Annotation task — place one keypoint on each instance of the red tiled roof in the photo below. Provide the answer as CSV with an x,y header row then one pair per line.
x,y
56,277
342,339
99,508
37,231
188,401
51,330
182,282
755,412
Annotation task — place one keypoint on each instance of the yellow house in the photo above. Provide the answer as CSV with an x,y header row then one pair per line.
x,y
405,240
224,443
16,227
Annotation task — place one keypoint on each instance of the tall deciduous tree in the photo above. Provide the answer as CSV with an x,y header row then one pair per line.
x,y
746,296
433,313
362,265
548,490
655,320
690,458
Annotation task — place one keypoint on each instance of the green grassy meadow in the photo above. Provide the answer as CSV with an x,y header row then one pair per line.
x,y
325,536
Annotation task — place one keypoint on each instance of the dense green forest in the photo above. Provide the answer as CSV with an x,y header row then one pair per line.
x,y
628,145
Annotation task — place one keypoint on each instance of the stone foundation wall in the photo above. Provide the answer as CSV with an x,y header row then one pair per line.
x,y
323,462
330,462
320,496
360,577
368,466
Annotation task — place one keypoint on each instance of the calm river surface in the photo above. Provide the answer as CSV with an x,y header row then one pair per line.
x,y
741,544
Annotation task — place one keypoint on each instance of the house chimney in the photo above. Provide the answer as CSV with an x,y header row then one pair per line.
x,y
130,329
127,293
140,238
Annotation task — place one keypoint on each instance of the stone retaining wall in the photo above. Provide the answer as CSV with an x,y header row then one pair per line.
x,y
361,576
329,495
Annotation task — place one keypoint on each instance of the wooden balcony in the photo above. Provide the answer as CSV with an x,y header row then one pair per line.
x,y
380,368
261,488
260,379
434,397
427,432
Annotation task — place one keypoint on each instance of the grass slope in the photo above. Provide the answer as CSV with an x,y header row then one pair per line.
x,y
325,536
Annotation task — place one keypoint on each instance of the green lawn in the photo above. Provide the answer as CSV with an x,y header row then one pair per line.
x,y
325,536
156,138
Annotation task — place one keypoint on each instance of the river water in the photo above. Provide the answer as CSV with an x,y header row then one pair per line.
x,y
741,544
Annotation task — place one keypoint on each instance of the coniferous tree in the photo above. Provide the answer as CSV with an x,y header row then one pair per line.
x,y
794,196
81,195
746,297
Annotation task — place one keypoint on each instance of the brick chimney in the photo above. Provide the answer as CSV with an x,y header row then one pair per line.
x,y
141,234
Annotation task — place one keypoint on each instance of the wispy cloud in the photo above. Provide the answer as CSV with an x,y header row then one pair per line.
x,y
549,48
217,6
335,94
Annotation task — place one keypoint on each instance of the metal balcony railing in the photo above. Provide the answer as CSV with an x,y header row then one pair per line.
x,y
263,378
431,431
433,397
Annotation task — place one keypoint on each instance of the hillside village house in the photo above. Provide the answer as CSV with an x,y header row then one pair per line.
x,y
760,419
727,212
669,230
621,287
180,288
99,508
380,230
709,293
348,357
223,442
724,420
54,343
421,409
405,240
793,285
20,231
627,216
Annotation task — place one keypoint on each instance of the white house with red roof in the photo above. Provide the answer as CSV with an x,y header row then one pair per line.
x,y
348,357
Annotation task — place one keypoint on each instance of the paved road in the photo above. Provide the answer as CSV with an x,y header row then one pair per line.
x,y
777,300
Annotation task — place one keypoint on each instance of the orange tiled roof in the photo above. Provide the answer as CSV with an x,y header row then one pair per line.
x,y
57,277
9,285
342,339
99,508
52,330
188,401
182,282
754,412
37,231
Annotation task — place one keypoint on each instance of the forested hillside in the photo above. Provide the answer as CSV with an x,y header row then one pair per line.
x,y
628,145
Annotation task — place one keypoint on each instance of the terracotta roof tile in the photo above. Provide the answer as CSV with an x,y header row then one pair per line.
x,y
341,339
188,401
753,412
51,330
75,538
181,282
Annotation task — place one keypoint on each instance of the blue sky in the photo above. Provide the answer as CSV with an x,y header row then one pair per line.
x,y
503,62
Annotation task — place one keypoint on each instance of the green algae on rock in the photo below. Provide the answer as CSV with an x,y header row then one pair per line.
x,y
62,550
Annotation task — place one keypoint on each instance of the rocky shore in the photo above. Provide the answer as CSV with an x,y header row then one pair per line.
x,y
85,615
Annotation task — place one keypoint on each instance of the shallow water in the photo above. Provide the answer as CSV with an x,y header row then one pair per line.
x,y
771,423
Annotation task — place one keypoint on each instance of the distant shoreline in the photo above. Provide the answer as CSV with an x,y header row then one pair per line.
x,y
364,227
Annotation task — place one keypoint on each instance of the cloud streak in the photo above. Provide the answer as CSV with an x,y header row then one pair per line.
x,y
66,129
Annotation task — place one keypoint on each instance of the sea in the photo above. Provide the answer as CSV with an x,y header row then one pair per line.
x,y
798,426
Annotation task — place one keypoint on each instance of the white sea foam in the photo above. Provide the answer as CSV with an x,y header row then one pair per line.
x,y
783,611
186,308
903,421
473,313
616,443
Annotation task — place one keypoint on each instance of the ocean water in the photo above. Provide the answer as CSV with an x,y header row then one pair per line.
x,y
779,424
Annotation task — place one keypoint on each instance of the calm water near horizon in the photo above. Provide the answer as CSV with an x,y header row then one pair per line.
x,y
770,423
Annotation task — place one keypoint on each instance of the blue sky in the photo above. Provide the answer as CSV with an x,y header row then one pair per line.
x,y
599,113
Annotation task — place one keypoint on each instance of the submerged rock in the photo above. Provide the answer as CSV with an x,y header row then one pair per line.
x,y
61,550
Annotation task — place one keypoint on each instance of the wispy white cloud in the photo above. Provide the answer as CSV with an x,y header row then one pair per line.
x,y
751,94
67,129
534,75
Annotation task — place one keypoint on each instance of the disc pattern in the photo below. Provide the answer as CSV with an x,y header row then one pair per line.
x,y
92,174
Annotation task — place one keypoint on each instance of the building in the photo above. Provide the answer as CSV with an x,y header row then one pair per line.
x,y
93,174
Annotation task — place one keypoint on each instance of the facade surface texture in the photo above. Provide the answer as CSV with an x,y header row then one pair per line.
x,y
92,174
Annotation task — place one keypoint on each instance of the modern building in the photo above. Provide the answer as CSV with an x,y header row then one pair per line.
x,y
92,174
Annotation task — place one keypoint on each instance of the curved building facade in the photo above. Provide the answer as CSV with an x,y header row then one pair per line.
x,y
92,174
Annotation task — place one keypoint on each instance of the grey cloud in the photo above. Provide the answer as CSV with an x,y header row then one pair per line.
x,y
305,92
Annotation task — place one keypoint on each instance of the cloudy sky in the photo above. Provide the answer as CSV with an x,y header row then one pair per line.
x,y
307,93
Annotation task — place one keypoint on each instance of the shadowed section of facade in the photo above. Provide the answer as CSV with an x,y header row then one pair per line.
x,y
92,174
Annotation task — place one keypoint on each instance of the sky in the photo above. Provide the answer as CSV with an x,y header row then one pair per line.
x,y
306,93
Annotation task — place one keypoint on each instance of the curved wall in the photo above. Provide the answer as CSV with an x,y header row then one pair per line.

____

Give the entries once more, exactly as they appear.

Annotation task — place one keypoint on each instance of the red tiled roof in the photo below. Provide the answer as CSV with an x,y header row then one pair per line.
x,y
56,277
342,339
99,508
37,231
188,401
51,330
182,282
755,412
Annotation task — place one keypoint on each instance of the yellow house in the photo above. Provide the answer as CSV with an x,y header row then one pair per line.
x,y
405,240
224,443
16,227
Annotation task — place one keypoint on each instance of the tall deciduous tree in the photo above. Provide the answer as CSV with an x,y header row then one pair per line.
x,y
746,296
433,313
362,265
548,490
655,320
690,458
Annotation task — place one keypoint on each instance of the green grassy meadow in the photo above. Provide the answer as CSV with an x,y header row then one pair per line.
x,y
325,536
Annotation task — place one keypoint on each instance of the dense green forest in the photo above. Provide the answer as CSV with an x,y header row then one pair per line.
x,y
628,145
Annotation task — place one keypoint on each instance of the stone foundation wall in the photo above. Provide the answer as CSV with an x,y header row then one pair per line.
x,y
323,462
330,462
320,496
360,577
368,466
Annotation task — place one keypoint on each instance of the calm river surface in the photo above. Provide the answer as CSV with an x,y header row then one pair per line.
x,y
741,544
Annotation task — place one keypoint on each instance of the house chimney in the photo above. Provide the answer as CSV with an x,y header row then one pair per line.
x,y
130,329
127,293
140,238
Annotation task — place one keypoint on each instance of the stone retaining wall in the photo above. Provide the answer as CSV with an x,y header row then one pair per line.
x,y
361,576
329,495
Annotation task — place one keypoint on each instance of the wooden balcony in the photo above. Provide the answer as CSV with an x,y header row then one pair per line.
x,y
380,368
261,488
260,379
434,397
427,432
Annotation task — place one keypoint on each instance of the grass slope in the photo above. Provide the answer as CSV with an x,y header row then one pair per line.
x,y
325,536
Annotation task — place one keypoint on each instance of the green lawn in the photo above. Provide the answer as CSV with an x,y header row then one pair per line.
x,y
325,536
156,138
Annotation task — place one keypoint on each instance of the river water in the photo above. Provide the answer as CSV with an x,y header row then one pair per line.
x,y
741,544
Annotation task — place one keypoint on each instance of the coniferous tree in the photo above. Provide the answer as CSV with an x,y header row then one pair per line.
x,y
794,196
81,195
746,297
Annotation task — place one keypoint on each instance of the brick chimney in the photo above. Provide the answer as CSV with an x,y header row then one pair per line.
x,y
141,234
Annotation task — place one keypoint on each instance of the wispy cloud in the photo above. Provide the answer as CSV with an x,y header row then one pair per line.
x,y
549,48
217,6
335,94
Annotation task — place one keypoint on each instance of the metal balcony railing in the photo above. Provide the answer as CSV with an x,y header row then one pair per line.
x,y
263,378
431,431
433,397
Annotation task — place one keypoint on each instance of the hillside village house in the photo above. Provide the answer as CSV with an x,y header row then one pair per line.
x,y
760,419
727,212
669,230
621,287
180,288
99,508
380,230
709,293
348,357
223,442
724,420
54,343
421,409
405,240
793,285
20,231
627,216
Annotation task — place one keypoint on each instance of the white house with red roof in the photo above. Provide the answer as CSV with an x,y header row then one pair per line.
x,y
348,357
Annotation task — place one keypoint on each instance of the paved road in the photo above. Provide the answer as CSV with an x,y header row then one pair per line.
x,y
777,300
Annotation task — place one keypoint on each instance of the orange tiled roof in the photo above. Provide the answer as CSV with an x,y header row then one pair per line.
x,y
57,277
9,285
342,339
99,508
52,330
188,401
182,282
754,412
37,231
Annotation task — place one keypoint on each instance of the forested hillside in the photo above. Provide the answer as CSV with an x,y header row then one pair per line.
x,y
628,145
Annotation task — place one keypoint on each instance of the terracotta roof tile in the photo above. Provide the answer as CSV with an x,y header row then one pair per line.
x,y
341,339
188,401
753,412
51,330
75,538
181,282
Annotation task — place one keypoint on each instance of the blue sky in the photo above. Provide the answer as CSV with an x,y header row then one pair per line.
x,y
503,62
Annotation task — place one keypoint on each instance of the green algae on rock in the photo below. Provide the answer as CSV with an x,y header row then one pair per line.
x,y
62,550
Annotation task — place one keypoint on each instance of the rocky shore in the photo above. Provide the answer as CSV with an x,y header row then one pair per line.
x,y
85,615
Annotation task — place one keypoint on each instance of the shallow water in the photo above. Provide the answer as CSV with an x,y header row then one pair per line.
x,y
771,423
Annotation task — place one keypoint on each instance of the distant shoreline in the photo above. Provide the answer as CSV with an x,y header row then one pair per line.
x,y
364,227
Annotation task — place one keypoint on each instance of the cloud streak in the photo above. Provide the answer as CSV with an x,y header row then one pair per line.
x,y
66,129
Annotation task — place one keypoint on each instance of the sea in the photo above. Provide the answer as CSV with an x,y header row then one pair per line.
x,y
798,426
Annotation task — place one keypoint on each instance of the white sea foam in the photo above. Provide the answer as CSV with an x,y header row then one pair per line.
x,y
783,611
186,308
903,421
473,313
616,443
Annotation task — place one keypoint on each instance of the ocean water in the photo above. Provide the answer as CSV with an x,y header row then one pair per line.
x,y
779,424
Annotation task — place one keypoint on each instance of the calm water near horizon in the photo above. Provide the answer as CSV with an x,y header row then one pair per line.
x,y
770,423
Annotation task — place one keypoint on each instance of the blue sky in the photo above. Provide the answer as CSV with an x,y header row then one pair per line.
x,y
599,113
Annotation task — place one keypoint on each instance of the submerged rock in the photo above. Provide the answer as CSV with an x,y header row then one pair per line.
x,y
61,550
Annotation task — place one keypoint on each instance of the wispy white cloud in the photo above. Provide the answer as CSV with an x,y header row then one pair per line.
x,y
751,94
67,129
534,75
Annotation task — place one keypoint on each instance of the disc pattern in the photo below. Provide the answer as CSV with an x,y header row then one pair per line.
x,y
92,174
Annotation task — place one keypoint on each instance of the building in the photo above. Provide the answer as CSV with an x,y header row then one pair per line.
x,y
93,174
Annotation task — place one keypoint on each instance of the facade surface texture in the photo above. Provide the answer as CSV with an x,y header row then one pair per line.
x,y
92,174
Annotation task — place one keypoint on each instance of the modern building in the photo above. Provide the answer as CSV with an x,y header row then one pair per line.
x,y
92,174
Annotation task — place one keypoint on each instance of the curved building facade in the photo above. Provide the answer as CSV with an x,y header row then one pair per line.
x,y
92,174
Annotation task — place one keypoint on each instance of the grey cloud in the photo above. Provide the answer as CSV with an x,y header row then one pair per line.
x,y
305,92
Annotation task — place one keypoint on each instance of the cloudy sky in the photo above. Provide the answer as CSV with an x,y header row then one pair per line.
x,y
307,93
Annotation task — place one keypoint on each instance of the shadowed section of facade in the photo above. Provide the answer as CSV with an x,y header row then one pair per line.
x,y
92,174
Annotation task — place one keypoint on each instance of the sky in the photo above. Provide the answer as CSV with an x,y header row then one pair per line.
x,y
306,93
Annotation task — place one keypoint on each instance of the curved wall in the photo above. Provide the answer as CSV with an x,y header row then one pair per line.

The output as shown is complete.